▶ [Page text]:
:::
Live Streaming on iOS

In our work, we often need to implement video streaming from iOS devices in real-time or near real-time. A common example is the use of iOS devices as surveillance cameras or creation of streaming applications like Periscope. Problem statement often imposes additional requirements like enabling of stream playback on another device or running the app smoothly in the browser or VLC player, low latency (video streaming in near real-time), low resource consumption (long battery life), no need in a dedicated media server, etc.

Such a problem in itself is not new, but no straightforward solution has been found for it yet. Putting it more accurately, there is a whole range of possible solutions:

Each approach has its benefits and downsides. For example, in our past but relevant post How to Live Stream Video as You Shoot It in iOS, we wrote about on-device HLS stream generation. It allows you to do without a media server and immediately download content to the CDN (e.g., Amazon S3 + CloudFront). But as such an HLS based approach has its inherent flaws (see below), this time we would like to discuss some better options: on-device generation of an fMP4 flow and RTP streaming based on a local RTSP server.

HTTP Live Streaming

HLS emerged in 2009 and quickly became relatively popular. This was facilitated by full support for HLS in the Apple ecosystem and its pretty clear structure: there is a master index file (or playlist) containing a list of links to video stream segments (or chunks) continuously added during online streaming. In HLS you also can define multiple alternate video streams for clients with alternate bitrate requirements (low/high bandwidth, etc.). However, such a two-tier system with the need to update the playlist has become a limitation to HLS use. HLS has shown poor performance in real-time broadcasts due to the following issues:

  1. The stream is cut into small chunks (several seconds each, as recommended); hence, inherent latency might be too high for real-time.
  2. However, a standard guideline for video players is to buffer a minimum of 3 chunks. Hence, the latency of item 1 would be tripled at the player level;
  3. Moreover, for the player to learn of new chunks in the stream the player has to continually re-fetch the index file; this is another source of latency (otherwise the player would be simply unaware of what to show next).
  4. Each chunk is an MPEG-TS file having substantial overhead to the core media content.

An obvious step to reduce latency in HLS would be to reduce the chunk size to the minimum (1 second). However, with such small file sizes the stream becomes prone to network instability. Hence, under the average “natural” conditions it is almost impossible to achieve smooth playback: more player resources are allocated for re-querying the master file and next chunk than for video display itself.

To resolve such issues, similar approaches were offered in 2011-2012: MPEG – by MPEG-DASH, Smooth Streaming – by Microsoft, and HDS – by Adobe. However, none of them became the “de-facto standard” (although of those three MPEG-DASH is a full-scale ISO standard), as they had the similar underlying shortcomings and, moreover, the Adobe’s and Microsoft’s solutions necessitated a special server-side support. Here you can find the table comparing these formats.

Fragmented MP4

As the time went on, another approach became popular for simple broadcasts, fMP4 (fragmented MP4). It was a minor (but essential) expansion to MP4, a well-known and widespread format almost ubiquitous even at that time, so broad support of fMP4 naturally came along shortly after.

All the difference between a regular MP4 and fMP4 is in the arrangement of elements describing the video and audio streams. In a conventional MP4 file, such elements are located in the end of the file, but in fMP4 they are put in the beginning of the file. As MP4 could natively contain multiple streams divided into separate data chunks, such a simple change made the file “infinite” for the player.
:::
▶ [Recorded data]:
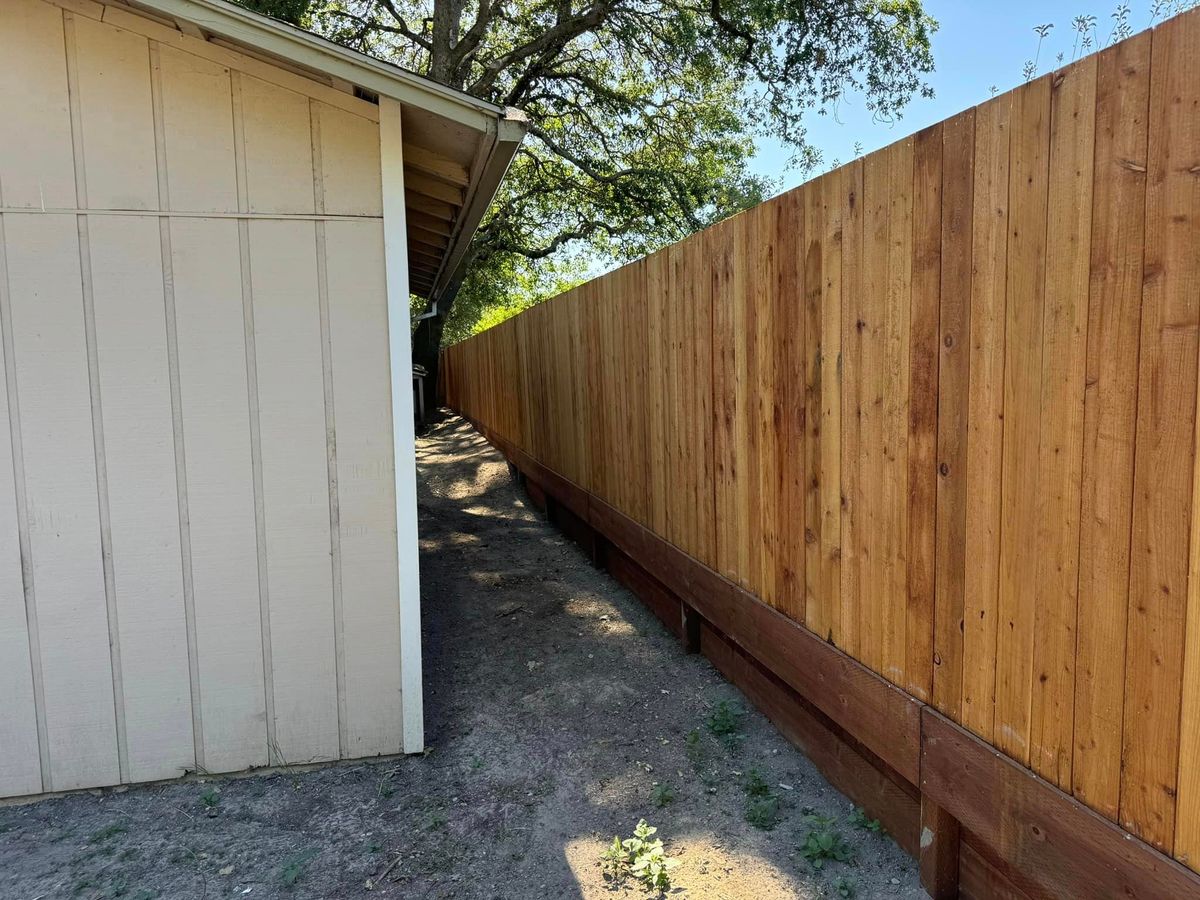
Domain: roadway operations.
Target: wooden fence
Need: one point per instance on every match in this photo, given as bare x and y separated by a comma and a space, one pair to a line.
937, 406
:::
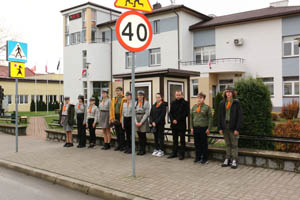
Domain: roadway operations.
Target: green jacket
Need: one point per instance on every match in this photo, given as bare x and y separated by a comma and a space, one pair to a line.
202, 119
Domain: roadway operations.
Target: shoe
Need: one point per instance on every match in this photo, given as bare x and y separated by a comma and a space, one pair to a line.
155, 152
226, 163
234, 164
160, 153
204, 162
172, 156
:::
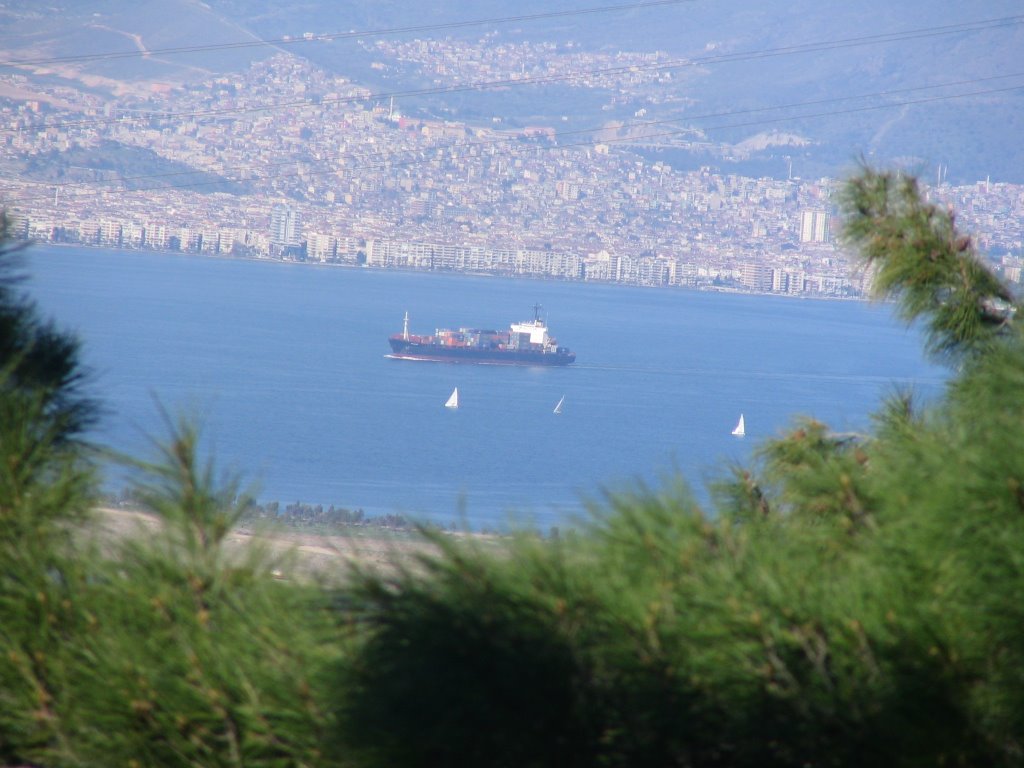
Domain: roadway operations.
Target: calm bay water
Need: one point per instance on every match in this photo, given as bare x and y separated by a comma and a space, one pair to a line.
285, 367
:::
▶ [Exercise requirements]:
1) In the iOS live streaming text, what is the minimum number of chunks that the standard guideline says video players should buffer?
2) From the iOS live streaming text, copy the stretch from "HTTP Live Streaming" through "high for real-time.".
The listing plays no part in this work.

▶ [Worked answers]:
1) Three chunks.

2)
HTTP Live Streaming

HLS emerged in 2009 and quickly became relatively popular. This was facilitated by full support for HLS in the Apple ecosystem and its pretty clear structure: there is a master index file (or playlist) containing a list of links to video stream segments (or chunks) continuously added during online streaming. In HLS you also can define multiple alternate video streams for clients with alternate bitrate requirements (low/high bandwidth, etc.). However, such a two-tier system with the need to update the playlist has become a limitation to HLS use. HLS has shown poor performance in real-time broadcasts due to the following issues:

  1. The stream is cut into small chunks (several seconds each, as recommended); hence, inherent latency might be too high for real-time.